• _ОТРЫВОК СО СТРАНИЦЫ_:
----------

Драматическая кулинария. Гл. 5. Караси

Штирлиц любил стариков и детей, а я люблю женщин. Речь не о жизни гамет, речь о женщинах как человеках. Порой хочется им доброе слово сказать, но они, бедные, запуганы жизнью и не хотят его слышать от незнакомца. Идут по городу целеустремленные и самодостаточные. Я готов остановиться поговорить, но они безразличны, если и заметят, то только проехав без задержки взглядом вскользь. Но я-то знаю, что они несчастны. А бывают ли вообще счастливые женщины? Мужчина может быть счастлив, даже когда несчастлив, а женщина – либо да, либо нет, и без всяких философий. Когда она счастлива, видеть её радостно, но и печально, потому что счастье кратковременно, оно пройдет, и опять она пойдет серьезная по улице.
Хотя что же это я так самоуверенно пишу? Много ли я знал женщин? У кого-то из классиков 19-го века была беседа бравого офицера со штатским товарищем. Штатский тогда сказал офицеру, что, несмотря на то, что у офицера были сотни женщин, а у него, штатского, только одна - его жена, тем не менее он считает, что знает женщин лучше.

----------

• _ИСХОДНЫЕ ДАННЫЕ_:
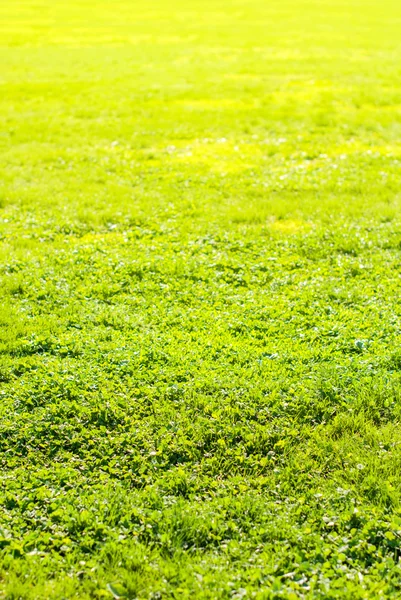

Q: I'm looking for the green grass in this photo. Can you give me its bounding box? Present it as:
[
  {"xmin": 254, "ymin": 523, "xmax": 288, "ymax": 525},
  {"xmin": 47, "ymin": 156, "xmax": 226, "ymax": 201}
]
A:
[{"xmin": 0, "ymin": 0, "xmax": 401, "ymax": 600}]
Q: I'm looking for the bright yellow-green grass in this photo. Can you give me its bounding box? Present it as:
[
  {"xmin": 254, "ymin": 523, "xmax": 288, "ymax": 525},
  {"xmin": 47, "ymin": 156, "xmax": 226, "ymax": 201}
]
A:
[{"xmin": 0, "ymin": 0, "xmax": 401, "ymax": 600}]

----------

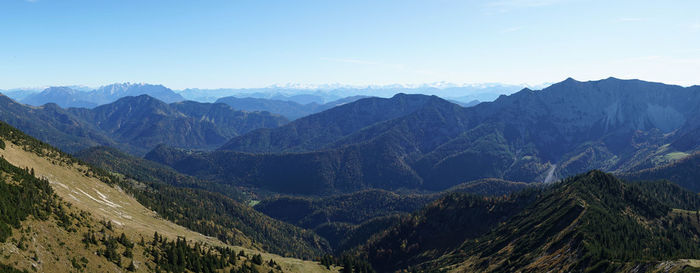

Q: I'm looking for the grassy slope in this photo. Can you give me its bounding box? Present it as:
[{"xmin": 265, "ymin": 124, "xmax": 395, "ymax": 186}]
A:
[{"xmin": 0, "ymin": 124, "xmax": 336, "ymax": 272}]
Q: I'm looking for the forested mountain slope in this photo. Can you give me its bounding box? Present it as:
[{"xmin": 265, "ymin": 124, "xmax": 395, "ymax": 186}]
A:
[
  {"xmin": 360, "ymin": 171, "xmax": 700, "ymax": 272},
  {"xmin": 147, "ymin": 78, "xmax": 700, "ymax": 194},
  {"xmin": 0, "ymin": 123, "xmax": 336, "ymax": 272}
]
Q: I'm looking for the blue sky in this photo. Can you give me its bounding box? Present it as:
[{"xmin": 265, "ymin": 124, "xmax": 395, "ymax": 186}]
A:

----------

• _ЗАДАНИЯ ДЛЯ ВЫПОЛНЕНИЯ_:
A – Подсчитайте, в скольких строках записей встречается слово «this», с учетом регистра букв. В ответе дайте только число.
B – Продолжите отрывок о женщинах, начав сразу после его последнего предложения.

• _РЕЗУЛЬТАТЫ УПРАЖНЕНИЯ_:
A – 5

B –
Поскольку мое воинское звание - младший сержант, до офицера никак не дотягиваю, то рискну и я, как штатский, заявить, что точно знаю одно женское качество, по которому можно разделить женщин на два класса. Первый класс - женщины, которые любят рыбу. Второй класс - женщины, которые очень-очень любят рыбу. Так получилось, что на моем жизненном пути были только второклассные женщины.

Но рыбу надо чистить! Крупную рыбу чистить тяжело, мелкую - мучительно. К тому же ни одна парфюмерная компания мира не интересуется рыбными запахами. Я решительно против того, чтобы женщины чистили рыбу. Это занятие должно быть исключительно мужским. Против - не против, а куда женщине деваться? Если она одна, никто ей не почистит. Если у неё есть муж, то тем более – ей чистить. Что она для мужа? – Принеси, подай. Замкнутый круг.
Чем я могу помочь? Разве что своим рассказом о том, как чистить рыбу.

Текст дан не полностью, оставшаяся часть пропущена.